Dataset entries
· · ·

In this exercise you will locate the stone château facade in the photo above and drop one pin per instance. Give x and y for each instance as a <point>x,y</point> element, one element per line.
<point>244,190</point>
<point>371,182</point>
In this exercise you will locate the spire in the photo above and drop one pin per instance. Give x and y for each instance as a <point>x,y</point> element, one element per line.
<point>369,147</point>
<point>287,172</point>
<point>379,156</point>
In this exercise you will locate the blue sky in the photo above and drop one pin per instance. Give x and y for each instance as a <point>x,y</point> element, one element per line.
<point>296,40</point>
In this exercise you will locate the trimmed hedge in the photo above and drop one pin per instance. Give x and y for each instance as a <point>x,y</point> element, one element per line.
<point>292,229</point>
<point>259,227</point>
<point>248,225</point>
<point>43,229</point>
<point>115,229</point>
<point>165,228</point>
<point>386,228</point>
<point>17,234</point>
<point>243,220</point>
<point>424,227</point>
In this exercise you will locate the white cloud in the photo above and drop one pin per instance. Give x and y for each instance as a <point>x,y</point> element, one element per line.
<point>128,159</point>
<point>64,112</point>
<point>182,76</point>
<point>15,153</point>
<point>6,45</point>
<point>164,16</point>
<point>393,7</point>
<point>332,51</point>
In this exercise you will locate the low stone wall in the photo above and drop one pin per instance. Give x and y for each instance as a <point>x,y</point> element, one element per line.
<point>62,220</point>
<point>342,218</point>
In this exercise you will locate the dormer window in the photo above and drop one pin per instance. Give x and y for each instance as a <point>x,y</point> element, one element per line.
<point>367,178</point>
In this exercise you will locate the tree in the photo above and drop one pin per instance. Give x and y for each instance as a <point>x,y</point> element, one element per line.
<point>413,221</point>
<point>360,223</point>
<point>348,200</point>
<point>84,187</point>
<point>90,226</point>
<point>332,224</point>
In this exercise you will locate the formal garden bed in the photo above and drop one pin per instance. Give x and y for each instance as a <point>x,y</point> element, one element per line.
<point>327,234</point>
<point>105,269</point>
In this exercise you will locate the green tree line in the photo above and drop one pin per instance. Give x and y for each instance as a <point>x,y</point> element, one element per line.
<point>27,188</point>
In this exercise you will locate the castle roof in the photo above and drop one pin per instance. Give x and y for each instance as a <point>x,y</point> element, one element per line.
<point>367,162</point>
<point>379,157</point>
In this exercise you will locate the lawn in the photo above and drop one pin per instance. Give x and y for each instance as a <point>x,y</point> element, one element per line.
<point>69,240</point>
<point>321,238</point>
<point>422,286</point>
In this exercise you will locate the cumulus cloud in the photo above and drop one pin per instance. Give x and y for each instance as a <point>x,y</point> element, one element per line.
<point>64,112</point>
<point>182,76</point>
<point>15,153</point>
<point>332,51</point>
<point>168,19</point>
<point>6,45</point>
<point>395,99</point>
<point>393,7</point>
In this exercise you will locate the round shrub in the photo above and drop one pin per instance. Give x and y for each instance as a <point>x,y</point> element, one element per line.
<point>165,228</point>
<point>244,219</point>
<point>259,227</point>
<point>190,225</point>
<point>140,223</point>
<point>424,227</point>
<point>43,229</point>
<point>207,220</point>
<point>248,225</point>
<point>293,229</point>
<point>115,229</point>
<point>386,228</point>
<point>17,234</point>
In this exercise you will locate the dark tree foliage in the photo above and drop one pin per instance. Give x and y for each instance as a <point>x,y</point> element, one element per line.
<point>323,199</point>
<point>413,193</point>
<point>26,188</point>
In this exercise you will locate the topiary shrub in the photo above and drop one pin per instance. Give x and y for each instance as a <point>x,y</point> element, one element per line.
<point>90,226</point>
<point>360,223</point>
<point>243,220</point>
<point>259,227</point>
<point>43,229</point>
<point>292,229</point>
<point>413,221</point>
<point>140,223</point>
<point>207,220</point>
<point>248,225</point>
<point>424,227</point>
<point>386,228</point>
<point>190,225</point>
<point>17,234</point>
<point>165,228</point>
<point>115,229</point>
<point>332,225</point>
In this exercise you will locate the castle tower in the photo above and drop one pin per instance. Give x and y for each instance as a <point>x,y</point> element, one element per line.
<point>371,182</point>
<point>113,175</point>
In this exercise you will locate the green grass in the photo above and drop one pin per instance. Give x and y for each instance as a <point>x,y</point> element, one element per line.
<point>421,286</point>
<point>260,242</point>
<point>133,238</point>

· · ·

Task requirements => A full, exact copy of the entries is the required answer.

The completed task =>
In this exercise you will locate the stone château facade in the photo above and drop one pin per instance. Give x and y for each instance as a <point>x,y</point> element, one element per line.
<point>244,190</point>
<point>371,182</point>
In this exercise you will locate the spire in the photo above and drop one pin per instance. Give x and y for each instance as a <point>x,y</point> element, one element per line.
<point>369,147</point>
<point>287,172</point>
<point>379,156</point>
In this exercise you will locate the blue sky in the photo above and drop one pin per instance. Give x and y for each instance as a <point>x,y</point> element, one element per line.
<point>296,40</point>
In this exercise you will locate the trimmed hedge in the photo above and drop one pin per instance. Give x and y for each instance as a <point>x,y</point> element, one element per line.
<point>292,229</point>
<point>259,227</point>
<point>248,225</point>
<point>43,229</point>
<point>115,229</point>
<point>165,228</point>
<point>386,228</point>
<point>17,234</point>
<point>243,220</point>
<point>424,227</point>
In this exercise you will locate the white cloud in the photo above and drop one pin per instance. Give x and y for each instance as a <point>x,y</point> element, one element per line.
<point>128,159</point>
<point>64,112</point>
<point>182,76</point>
<point>15,153</point>
<point>6,45</point>
<point>164,16</point>
<point>393,7</point>
<point>332,51</point>
In this exercise you will locate the low stone wall in the photo above and drop one pin per instance. Give x and y for each instance as a <point>x,y</point> element, one element per line.
<point>62,220</point>
<point>342,218</point>
In this exercise you will locate the dormer window in the photo above and drop one pin per instance. Give x and y for each instance as a <point>x,y</point> element, one element per line.
<point>367,178</point>
In this exercise you will locate the tree in the photo above and drop one pin per instance. Give x and y for each instance as a <point>x,y</point> element, one element per line.
<point>413,221</point>
<point>360,223</point>
<point>348,200</point>
<point>84,187</point>
<point>90,226</point>
<point>332,224</point>
In this exercise you will locate the formal garden bed in the photo above and drop one pin per instance. Give x and y for each instance as a <point>x,y</point> element, one element per line.
<point>327,234</point>
<point>105,269</point>
In this exercise you will locate the green tree line in the photo above and drop one pin per instance. Give x and y for each instance as a <point>x,y</point> element, one element per line.
<point>27,188</point>
In this exercise you will locate the castle roof in the photo above and drop one pin per instance. Give x and y for each instance as a <point>x,y</point> element, one element per line.
<point>367,162</point>
<point>379,157</point>
In this exercise you will locate the lawn in the photo above and drop one pin per instance. Give x and y for each instance as a <point>x,y</point> element, one element per line.
<point>69,240</point>
<point>321,238</point>
<point>422,286</point>
In this exercise you will locate the cumulus cloud in the photo above and drop one pin per instance. Give x and y for each instance as a <point>x,y</point> element, one element per line.
<point>64,112</point>
<point>182,76</point>
<point>15,153</point>
<point>332,51</point>
<point>168,19</point>
<point>6,45</point>
<point>395,99</point>
<point>393,7</point>
In this exercise you will locate the round shrub in the photo above and drop one pin per instance. Give x and y for each instance as a <point>x,y</point> element, one element per line.
<point>165,228</point>
<point>244,219</point>
<point>259,227</point>
<point>190,225</point>
<point>140,223</point>
<point>424,227</point>
<point>43,229</point>
<point>207,220</point>
<point>248,225</point>
<point>293,229</point>
<point>115,229</point>
<point>386,228</point>
<point>17,234</point>
In this exercise you will locate the dark tree foliage in the photo above and drop one pin per instance. Give x and y for each instance as a <point>x,y</point> element, one element per line.
<point>323,199</point>
<point>413,193</point>
<point>26,188</point>
In this exercise you will locate the topiary shrub in the photo above and drop one pin per instance. Give x and y for each instance as a <point>x,y</point> element, one element per line.
<point>90,226</point>
<point>360,223</point>
<point>243,220</point>
<point>259,227</point>
<point>43,229</point>
<point>292,229</point>
<point>413,221</point>
<point>140,223</point>
<point>207,220</point>
<point>248,225</point>
<point>424,227</point>
<point>386,228</point>
<point>190,225</point>
<point>17,234</point>
<point>165,228</point>
<point>115,229</point>
<point>332,225</point>
In this exercise you will locate the castle tower in the photo above and drop one pin per instance. Give x and y for each instance as a <point>x,y</point> element, one element per line.
<point>371,182</point>
<point>113,175</point>
In this exercise you will locate the green grass in the photo above and drop one pin per instance. Give x and y for each instance as a <point>x,y</point> element, one element per line.
<point>421,286</point>
<point>260,242</point>
<point>133,238</point>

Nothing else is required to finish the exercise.